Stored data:
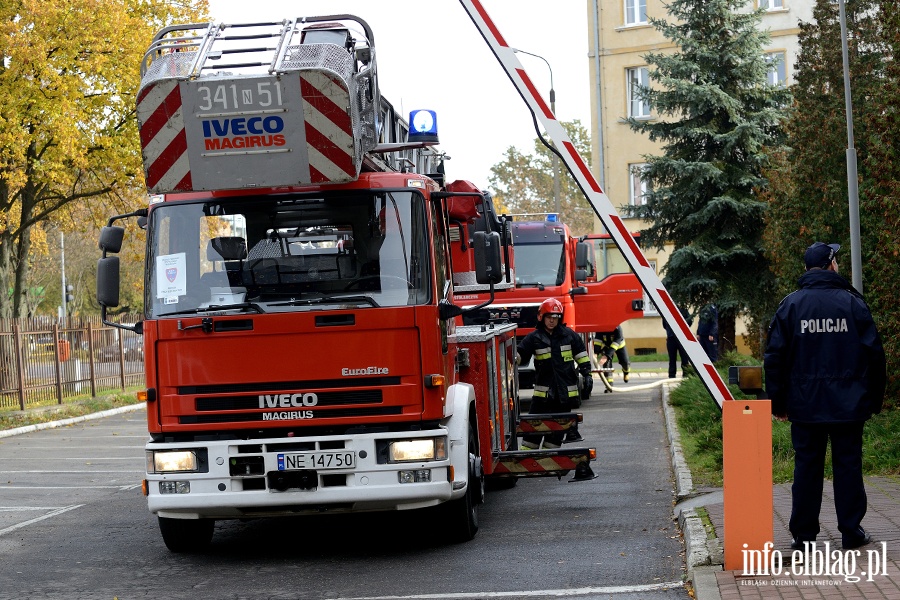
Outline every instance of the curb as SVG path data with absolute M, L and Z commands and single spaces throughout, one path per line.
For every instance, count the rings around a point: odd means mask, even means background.
M 101 419 L 103 417 L 109 417 L 111 415 L 118 415 L 121 413 L 131 412 L 133 410 L 139 410 L 145 407 L 144 402 L 138 402 L 137 404 L 129 404 L 128 406 L 120 406 L 119 408 L 111 408 L 109 410 L 104 410 L 96 413 L 89 413 L 86 415 L 81 415 L 79 417 L 71 417 L 69 419 L 61 419 L 59 421 L 48 421 L 46 423 L 37 423 L 35 425 L 24 425 L 22 427 L 16 427 L 14 429 L 5 429 L 0 431 L 0 438 L 12 437 L 14 435 L 19 435 L 22 433 L 31 433 L 32 431 L 40 431 L 42 429 L 53 429 L 55 427 L 65 427 L 66 425 L 72 425 L 73 423 L 81 423 L 82 421 L 90 421 L 92 419 Z
M 713 556 L 721 556 L 721 552 L 710 552 L 706 527 L 697 511 L 692 507 L 679 506 L 682 500 L 694 493 L 694 482 L 681 448 L 681 434 L 675 424 L 675 410 L 669 406 L 670 386 L 671 384 L 662 386 L 662 409 L 669 437 L 669 449 L 672 452 L 672 470 L 675 474 L 674 518 L 684 534 L 687 575 L 694 585 L 694 597 L 697 600 L 721 600 L 715 574 L 716 571 L 722 570 L 722 565 L 714 564 L 713 561 Z

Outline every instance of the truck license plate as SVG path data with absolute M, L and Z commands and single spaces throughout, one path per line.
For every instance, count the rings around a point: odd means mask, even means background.
M 301 469 L 353 469 L 356 452 L 295 452 L 278 455 L 279 471 Z

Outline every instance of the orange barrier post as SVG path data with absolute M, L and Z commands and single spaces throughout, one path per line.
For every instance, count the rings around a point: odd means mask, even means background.
M 742 570 L 747 552 L 768 556 L 765 544 L 773 541 L 771 401 L 722 406 L 722 453 L 725 569 Z

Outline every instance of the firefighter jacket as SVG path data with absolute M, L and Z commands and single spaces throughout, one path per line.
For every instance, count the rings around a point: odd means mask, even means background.
M 578 397 L 578 374 L 590 376 L 591 358 L 581 336 L 563 323 L 547 332 L 542 323 L 517 347 L 523 363 L 534 357 L 534 397 L 562 402 Z
M 622 335 L 621 327 L 616 327 L 614 331 L 594 334 L 594 354 L 602 354 L 604 350 L 608 349 L 607 354 L 612 355 L 613 352 L 624 347 L 625 336 Z
M 885 355 L 862 295 L 814 269 L 781 301 L 764 366 L 772 413 L 798 423 L 865 421 L 881 411 Z

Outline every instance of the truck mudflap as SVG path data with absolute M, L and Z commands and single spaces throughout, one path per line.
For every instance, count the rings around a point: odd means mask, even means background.
M 519 415 L 516 436 L 550 433 L 565 433 L 576 430 L 578 423 L 584 421 L 581 413 L 554 413 L 547 415 Z
M 559 448 L 554 450 L 517 450 L 494 453 L 494 470 L 490 478 L 550 477 L 562 478 L 570 471 L 569 481 L 596 479 L 590 462 L 597 457 L 595 448 Z

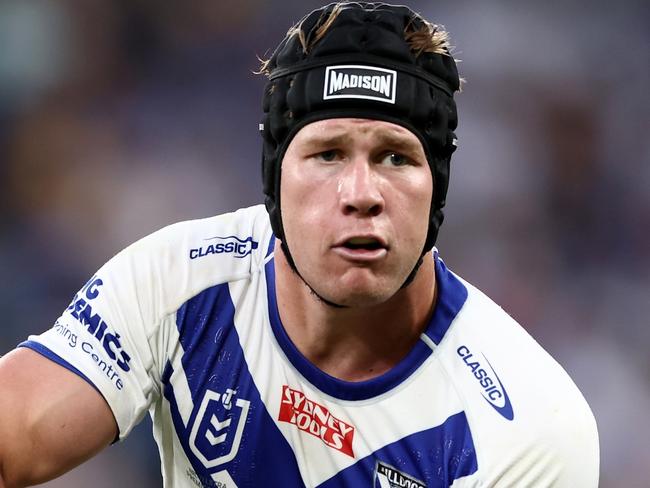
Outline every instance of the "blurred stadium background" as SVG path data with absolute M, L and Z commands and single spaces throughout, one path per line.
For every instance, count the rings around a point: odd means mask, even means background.
M 647 488 L 650 4 L 405 3 L 468 81 L 441 254 L 578 383 L 601 486 Z M 0 352 L 130 242 L 261 202 L 256 55 L 320 5 L 0 0 Z M 46 486 L 161 484 L 145 420 Z

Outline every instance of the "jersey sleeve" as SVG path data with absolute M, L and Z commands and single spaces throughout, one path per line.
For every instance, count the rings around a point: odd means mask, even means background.
M 158 394 L 156 331 L 161 321 L 145 238 L 108 261 L 74 296 L 54 326 L 30 336 L 33 349 L 81 376 L 109 404 L 124 438 Z
M 239 239 L 237 236 L 242 236 Z M 263 206 L 180 222 L 127 247 L 74 296 L 31 348 L 106 399 L 120 439 L 162 395 L 178 308 L 207 287 L 263 266 L 271 230 Z
M 465 285 L 441 360 L 464 400 L 478 470 L 454 488 L 596 488 L 598 430 L 584 396 L 514 319 Z

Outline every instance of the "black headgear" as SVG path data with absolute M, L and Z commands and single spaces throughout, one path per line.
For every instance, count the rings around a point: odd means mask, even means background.
M 308 46 L 336 5 L 314 10 L 302 20 L 299 27 Z M 392 122 L 419 138 L 434 182 L 423 254 L 433 247 L 443 220 L 449 160 L 456 148 L 453 94 L 459 78 L 449 53 L 411 49 L 405 33 L 423 26 L 422 18 L 408 7 L 345 3 L 307 52 L 292 35 L 273 53 L 260 125 L 262 176 L 273 232 L 283 244 L 280 167 L 289 143 L 311 122 L 354 117 Z

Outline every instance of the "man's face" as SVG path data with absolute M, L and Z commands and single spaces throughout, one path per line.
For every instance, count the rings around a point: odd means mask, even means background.
M 340 305 L 392 297 L 420 258 L 433 191 L 419 139 L 389 122 L 303 127 L 282 162 L 285 237 L 303 279 Z

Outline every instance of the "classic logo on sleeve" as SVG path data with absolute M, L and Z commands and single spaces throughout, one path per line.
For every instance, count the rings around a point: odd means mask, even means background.
M 213 254 L 232 254 L 236 258 L 244 258 L 258 247 L 258 243 L 252 237 L 240 239 L 237 236 L 215 236 L 205 240 L 214 242 L 190 249 L 190 259 L 202 258 Z
M 482 388 L 481 394 L 485 401 L 490 404 L 499 414 L 506 420 L 512 420 L 515 417 L 515 414 L 512 410 L 512 403 L 510 403 L 510 397 L 506 391 L 503 383 L 497 376 L 496 371 L 492 368 L 490 361 L 485 355 L 482 354 L 483 359 L 485 360 L 484 364 L 481 364 L 478 358 L 474 357 L 474 354 L 469 350 L 467 346 L 460 346 L 456 349 L 456 353 L 463 359 L 465 365 L 472 370 L 474 378 Z
M 325 445 L 354 457 L 354 427 L 336 418 L 327 407 L 308 400 L 301 391 L 282 386 L 278 420 L 320 438 Z
M 362 98 L 395 103 L 397 72 L 375 66 L 339 65 L 325 68 L 323 100 Z

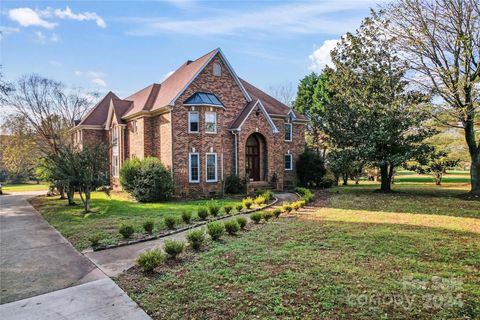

» **What is needed**: Reproduce every record verbatim, please. Omit the images.

» **Answer for this exercise**:
Outline every instance of the curb as SVG path data with absolute M, L and Z commands and single spaces throughout, one path per line.
For every instance, count the rings around a point: odd means mask, even means background.
M 101 419 L 103 417 L 109 417 L 111 415 L 118 415 L 121 413 L 131 412 L 133 410 L 139 410 L 145 407 L 144 402 L 138 402 L 137 404 L 129 404 L 128 406 L 120 406 L 119 408 L 111 408 L 109 410 L 104 410 L 96 413 L 89 413 L 86 415 L 81 415 L 79 417 L 71 417 L 69 419 L 61 419 L 59 421 L 48 421 L 46 423 L 37 423 L 35 425 L 24 425 L 22 427 L 16 427 L 14 429 L 5 429 L 0 431 L 0 438 L 12 437 L 14 435 L 19 435 L 22 433 L 31 433 L 32 431 L 40 431 L 42 429 L 53 429 L 55 427 L 65 427 L 66 425 L 72 425 L 73 423 L 81 423 L 82 421 L 90 421 L 92 419 Z
M 713 556 L 721 556 L 721 552 L 710 552 L 706 527 L 697 511 L 692 507 L 679 506 L 682 500 L 694 493 L 694 482 L 681 448 L 681 434 L 675 424 L 675 410 L 669 406 L 670 386 L 671 384 L 662 386 L 662 409 L 669 437 L 669 449 L 672 452 L 672 470 L 675 474 L 674 518 L 684 534 L 687 575 L 694 585 L 694 597 L 697 600 L 721 600 L 715 574 L 716 571 L 722 570 L 722 565 L 714 564 L 713 561 Z

Outline every instance of the truck license plate as SVG path data with absolute M, L and Z commands and single spaces throughout, one path per line.
For every instance, count the rings around a point: odd means mask, even means background.
M 301 469 L 353 469 L 356 452 L 295 452 L 278 455 L 279 471 Z

Outline every instance of the orange barrier post as SVG path data with absolute M, L and Z commands and single spaces throughout, one path per line.
For every instance, count the rings around a point: odd means mask, even means background.
M 742 570 L 747 552 L 768 556 L 765 544 L 773 541 L 771 401 L 722 406 L 722 453 L 725 569 Z

Outline every instance of the firefighter jacket as SVG path data with absolute M, L and Z commands and single spaces throughout, one path per line.
For every instance, count the rings around a point: odd means mask, even means background.
M 578 397 L 578 374 L 590 376 L 591 358 L 581 336 L 563 323 L 547 332 L 542 323 L 517 347 L 523 363 L 534 357 L 534 397 L 562 402 Z
M 622 335 L 621 327 L 616 327 L 614 331 L 594 334 L 594 354 L 602 354 L 604 350 L 608 349 L 607 354 L 612 355 L 613 352 L 624 347 L 625 336 Z
M 885 355 L 862 295 L 814 269 L 781 301 L 764 366 L 772 413 L 798 423 L 865 421 L 881 411 Z

Outline every instance of the truck mudflap as SVG path data with absolute M, L and Z commands and single spaces throughout, one path per line.
For every instance, count the rings around a point: odd means mask, even means background.
M 519 415 L 516 436 L 550 433 L 565 433 L 576 430 L 578 423 L 584 421 L 581 413 L 554 413 L 547 415 Z
M 559 448 L 554 450 L 517 450 L 494 453 L 494 470 L 490 478 L 550 477 L 562 478 L 570 471 L 569 481 L 596 479 L 590 462 L 597 457 L 595 448 Z

Outline every instance of the "blurred stadium background" as SVG path data with absolute M, L and Z commands and single spaces throughout, one path per line.
For every instance, count the rings around a point: odd means mask, even means background.
M 647 488 L 650 4 L 405 3 L 468 81 L 441 254 L 578 383 L 601 486 Z M 0 352 L 130 242 L 261 202 L 256 55 L 320 5 L 0 0 Z M 46 486 L 161 484 L 145 420 Z

Outline every instance of the "jersey sleeve" as SVG path data with absolute M, L and Z commands and single spaces throughout, one path per line.
For every instance, count the rings around a point: odd means mask, even means background.
M 158 394 L 156 331 L 161 321 L 145 238 L 108 261 L 74 296 L 54 326 L 30 336 L 33 349 L 81 376 L 109 404 L 124 438 Z
M 239 239 L 237 236 L 242 236 Z M 263 206 L 180 222 L 127 247 L 74 296 L 31 348 L 106 399 L 120 439 L 162 395 L 178 308 L 207 287 L 263 266 L 271 230 Z
M 465 285 L 441 360 L 464 400 L 478 470 L 454 488 L 596 488 L 598 430 L 584 396 L 514 319 Z

Outline every instance of the "black headgear" as SVG path data with absolute M, L and Z commands and single spaces throughout, one path per line.
For every instance, count the rings around a point: odd means mask, even means background.
M 308 46 L 336 5 L 314 10 L 302 20 L 299 27 Z M 392 122 L 419 138 L 434 182 L 423 254 L 433 247 L 443 220 L 449 160 L 456 148 L 453 94 L 459 78 L 449 53 L 411 49 L 405 33 L 423 26 L 422 18 L 408 7 L 345 3 L 307 52 L 292 35 L 273 53 L 260 125 L 262 176 L 273 232 L 283 244 L 280 167 L 289 143 L 311 122 L 354 117 Z

Outline every instance of the "man's face" as SVG path data with absolute M, L and Z commands and single spaces throughout, one path per line.
For every instance, count the rings around a point: odd means mask, even means background.
M 340 305 L 392 297 L 420 258 L 433 191 L 419 139 L 389 122 L 303 127 L 282 162 L 285 237 L 303 279 Z

Outline every instance of the "classic logo on sleeve" as SVG path data with absolute M, L and Z commands and single spaces throughout, one path per line.
For every instance, count the rings around a point: odd means mask, even means background.
M 213 254 L 232 254 L 236 258 L 244 258 L 258 247 L 258 243 L 252 237 L 240 239 L 237 236 L 215 236 L 205 240 L 214 242 L 190 249 L 190 259 L 202 258 Z
M 482 388 L 481 394 L 485 401 L 490 404 L 499 414 L 506 420 L 512 420 L 515 417 L 515 414 L 512 410 L 512 403 L 510 403 L 510 397 L 506 391 L 503 383 L 497 376 L 496 371 L 492 368 L 490 361 L 485 355 L 482 354 L 483 359 L 485 360 L 484 364 L 481 364 L 478 358 L 474 357 L 474 354 L 469 350 L 467 346 L 460 346 L 456 349 L 456 353 L 463 359 L 465 365 L 472 370 L 474 378 Z
M 325 445 L 354 457 L 354 427 L 336 418 L 327 407 L 308 400 L 301 391 L 282 386 L 278 420 L 320 438 Z
M 362 98 L 395 103 L 397 72 L 375 66 L 339 65 L 325 68 L 323 100 Z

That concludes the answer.